__SOURCE TEXT__
How to get random objects from a stream
Asked Answered
U

12

27

Lets say I have a list of words and i want to create a method which takes the size of the new list as a parameter and returns the new list. How can i get random words from my original sourceList?

public List<String> createList(int listSize) {
   Random rand = new Random();
   List<String> wordList = sourceWords.
      stream().
      limit(listSize).
      collect(Collectors.toList()); 

   return wordList;
}

So how and where can I use my Random?

Unblushing answered 29/7, 2015 at 14:20 Comment(5)
Is there any reason to use a Stream ? Can't you shuffle the original list, and then return a copy with subList ?Synchro
Do you know how many words are in the source stream?Til
What @AlexisC. said. Collections.shuffle and list.subList(0,size) should be enough.Labialized
See also this answer, if there is a large number of elements which might make shuffling expensive: https://mcmap.net/q/505930/-perform-operation-on-n-random-distinct-elements-from-collection-using-streams-apiSheya
This question seems to be a duplicate of Perform operation on n random distinct elements from Collection using Streams API.Banda
U
28

I've found a proper solution. Random provides a few methods to return a stream. For example ints(size) which creates a stream of random integers.

public List<String> createList(int listSize)
{
   Random rand = new Random();
   List<String> wordList = rand.
      ints(listSize, 0, sourceWords.size()).
      mapToObj(i -> sourceWords.get(i)).
      collect(Collectors.toList());

   return wordList;
}
Unblushing answered 29/7, 2015 at 15:55 Comment(4)

__SOURCE MATERIAL__
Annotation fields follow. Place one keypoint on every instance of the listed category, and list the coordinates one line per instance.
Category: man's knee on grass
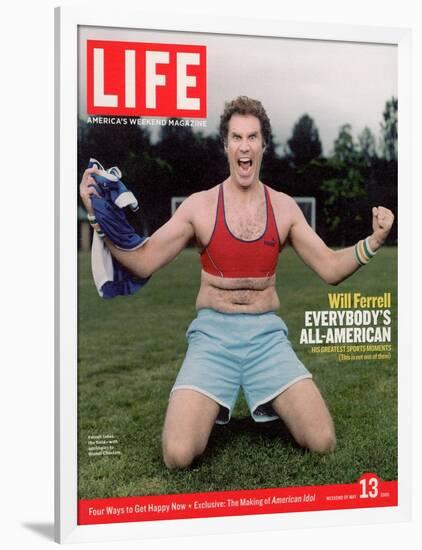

__EXERCISE TASKS__
[1] From the thread on getting random objects from a stream, print the passage between "Is there any" and "wordList = rand.", inclusive.
[2] In the thread on getting random objects from a stream, which two methods does one comment say should be enough to solve the problem?

__SET OF ANSWERS__
[1]
Is there any reason to use a Stream ? Can't you shuffle the original list, and then return a copy with subList ?Synchro
Do you know how many words are in the source stream?Til
What @AlexisC. said. Collections.shuffle and list.subList(0,size) should be enough.Labialized
See also this answer, if there is a large number of elements which might make shuffling expensive: https://mcmap.net/q/505930/-perform-operation-on-n-random-distinct-elements-from-collection-using-streams-apiSheya
This question seems to be a duplicate of Perform operation on n random distinct elements from Collection using Streams API.Banda
U
28

I've found a proper solution. Random provides a few methods to return a stream. For example ints(size) which creates a stream of random integers.

public List<String> createList(int listSize)
{
   Random rand = new Random();
   List<String> wordList = rand.

[2] Collections.shuffle and list.subList(0,size)